- **Exercise 1**:
Decide whether each statement below agrees with the article on Maker Nexus face shields. Answer yes or no for each, quoting the exact words of the article that decide it. (a) Maker Nexus charges hospitals for its face shields. (b) Elliott knew of Maker Nexus before it replied to his tweet. (c) Maker Nexus produced seven to eight different designs before settling on one.
- **Exercise 2**:
Extend the article on Maker Nexus face shields with further paragraphs that pick up after its final quotation.

- **Selected text**:

-------------------------

Maker Nexus gives its face shields away for free, though Schrempp said they will accept donations from anybody because “we can use the money and we’ll keep doing this until the money runs out and we’re done.”
Elliott sees a silver lining in the coronavirus pandemic.
“If there is any positive to be found, I think it’s the sense of solidarity in the valley that we’re all in this together, and this crisis is showing that,” he said. “Nexus spent their own resources and money on this. The material wasn’t free, but that was never their concern. Their attitude was, ‘What can we do to help?’”
Elliott marveled at Maker Nexus’ organization in reaching out beyond the community and forming a coalition to mass-produce a product in high demand.
“I give Maker Nexus total credit,” Elliott said. “They’re volunteers, they have families to worry about and they don’t have to help us. But it speaks to the communities’ awareness of the risk of the disease and the health care workforce putting their lives on the line. The idea that we could run out of this [PPEs] was unacceptable.”
Elliott had never heard of Maker Nexus until the organization responded to his tweet.
Two days later, a face shield landed in the hands of physicians, nurses and infection control staff at the Santa Clara Valley Medical Center (SCVMC) and its auxiliary fundraising foundation. They reviewed the shield and gave feedback to Maker Nexus, which made all the necessary adjustments.
“Over a span of three to four days, we went through seven to eight different designs and finally got one the doctors and nurses said that would work,” Schrempp said.
Elliott said Maker Nexus used the ingenuity of its members to improve on a prototype shield that was already widely available and used in a lot of different settings around the world. However, Maker Nexus changed the design to fit what medical workers needed.
“They solved the hard part, and really all we had to worry about was the material for the head strap and the shape of the shield itself,” Elliott said. “They worked with us to get it in a way it would be usable.”

-------------------------

- **Record excerpts**:
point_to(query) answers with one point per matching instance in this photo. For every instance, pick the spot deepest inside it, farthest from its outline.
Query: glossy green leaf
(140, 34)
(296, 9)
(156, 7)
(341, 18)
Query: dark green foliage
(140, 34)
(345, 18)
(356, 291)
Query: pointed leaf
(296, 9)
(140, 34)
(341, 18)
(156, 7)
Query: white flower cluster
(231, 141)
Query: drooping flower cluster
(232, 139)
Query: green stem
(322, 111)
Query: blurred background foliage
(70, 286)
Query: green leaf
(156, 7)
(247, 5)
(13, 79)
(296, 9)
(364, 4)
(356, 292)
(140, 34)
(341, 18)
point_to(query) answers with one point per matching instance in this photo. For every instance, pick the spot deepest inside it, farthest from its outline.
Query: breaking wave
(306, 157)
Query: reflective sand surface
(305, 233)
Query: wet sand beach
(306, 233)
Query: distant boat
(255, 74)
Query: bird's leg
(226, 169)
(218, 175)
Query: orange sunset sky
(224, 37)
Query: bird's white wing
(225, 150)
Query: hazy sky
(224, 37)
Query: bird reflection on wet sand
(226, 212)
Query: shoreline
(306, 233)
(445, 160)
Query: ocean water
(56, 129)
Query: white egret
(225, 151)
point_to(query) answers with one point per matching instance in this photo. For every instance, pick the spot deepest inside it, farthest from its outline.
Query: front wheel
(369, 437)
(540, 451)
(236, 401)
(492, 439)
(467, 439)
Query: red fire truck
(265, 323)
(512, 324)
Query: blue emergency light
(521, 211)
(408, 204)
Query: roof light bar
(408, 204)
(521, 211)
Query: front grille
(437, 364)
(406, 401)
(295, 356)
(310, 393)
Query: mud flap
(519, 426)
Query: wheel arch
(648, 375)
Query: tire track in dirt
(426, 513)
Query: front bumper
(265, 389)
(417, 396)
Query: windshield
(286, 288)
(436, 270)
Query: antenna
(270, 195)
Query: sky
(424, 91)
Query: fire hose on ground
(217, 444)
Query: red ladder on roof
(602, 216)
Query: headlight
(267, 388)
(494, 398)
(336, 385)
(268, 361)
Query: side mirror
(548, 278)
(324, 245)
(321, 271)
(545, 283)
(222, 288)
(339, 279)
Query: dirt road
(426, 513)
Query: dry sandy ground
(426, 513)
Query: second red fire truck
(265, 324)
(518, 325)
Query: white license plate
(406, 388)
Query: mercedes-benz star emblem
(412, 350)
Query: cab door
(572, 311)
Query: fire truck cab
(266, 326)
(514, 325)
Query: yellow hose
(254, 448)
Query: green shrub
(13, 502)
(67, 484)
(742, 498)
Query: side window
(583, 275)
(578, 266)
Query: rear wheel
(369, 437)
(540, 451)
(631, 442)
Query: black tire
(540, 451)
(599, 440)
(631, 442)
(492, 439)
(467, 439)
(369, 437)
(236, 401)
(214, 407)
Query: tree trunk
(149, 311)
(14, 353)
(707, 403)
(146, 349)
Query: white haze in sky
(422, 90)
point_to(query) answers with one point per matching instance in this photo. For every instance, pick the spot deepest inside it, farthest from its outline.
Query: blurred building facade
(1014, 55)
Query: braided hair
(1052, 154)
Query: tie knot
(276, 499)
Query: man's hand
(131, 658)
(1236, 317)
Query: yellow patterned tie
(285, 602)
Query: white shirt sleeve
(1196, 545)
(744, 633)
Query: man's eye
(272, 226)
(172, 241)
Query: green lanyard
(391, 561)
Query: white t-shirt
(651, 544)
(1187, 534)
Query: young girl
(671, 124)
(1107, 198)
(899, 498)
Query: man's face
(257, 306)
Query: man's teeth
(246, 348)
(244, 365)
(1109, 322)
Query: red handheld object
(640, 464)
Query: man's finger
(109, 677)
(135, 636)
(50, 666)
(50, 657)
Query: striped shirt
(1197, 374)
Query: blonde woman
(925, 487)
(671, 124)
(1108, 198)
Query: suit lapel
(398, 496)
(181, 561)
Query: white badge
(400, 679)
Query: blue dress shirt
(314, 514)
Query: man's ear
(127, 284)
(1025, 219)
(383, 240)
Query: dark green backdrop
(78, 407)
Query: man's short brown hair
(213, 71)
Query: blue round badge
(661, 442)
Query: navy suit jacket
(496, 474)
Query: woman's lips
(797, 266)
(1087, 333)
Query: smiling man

-------------------------

- **Exercise result 1**:
(a) No: "Maker Nexus gives its face shields away for free"
(b) No: "Elliott had never heard of Maker Nexus until the organization responded to his tweet."
(c) Yes: "we went through seven to eight different designs and finally got one the doctors and nurses said that would work"

- **Exercise result 2**:
As an added bonus, these face shields are reusable, which gives health care workers a lot of flexibility to clean them and use them again.
Elliott and Schrempp said the experience reminded them of an earlier time in Silicon Valley. “Back in the day, when people were building their own motherboards, back when people were building stuff with parts in their garages, to me that’s what this felt like,” Elliott said. “It’s a sense of people rising to the challenge.”
Said Schrempp: “I had my own startup, and this felt just like that. You have an idea of what you have to make, and as it gets better you put in processes to bring order. Once we started making the face shield, the demand just exploded.”
Even though SCVMC wasn’t out of of face shields, Elliott knew a shortage could be in short order (no pun intended).
“It doesn’t take a lot to foresee there could be a problem here, knowing there was a huge wave coming,” he said. “So we had to do everything to be prepared for that.”
Innovation is a fabric of Silicon Valley, and Schrempp knows that more than anyone. The greatest joy he receives in tackling a project is when it literally becomes a potential life-saver, as in the case with face shields.
“I was on the phone with a woman who called from Marin saying they didn’t have any face shields,” Schrempp said. “She asked how much it cost. I said, ‘Well, it cost us $5 (to make), but we’re giving them away free.’ She started crying, and it’s then you realize this is a big deal. It’s unbelievable.”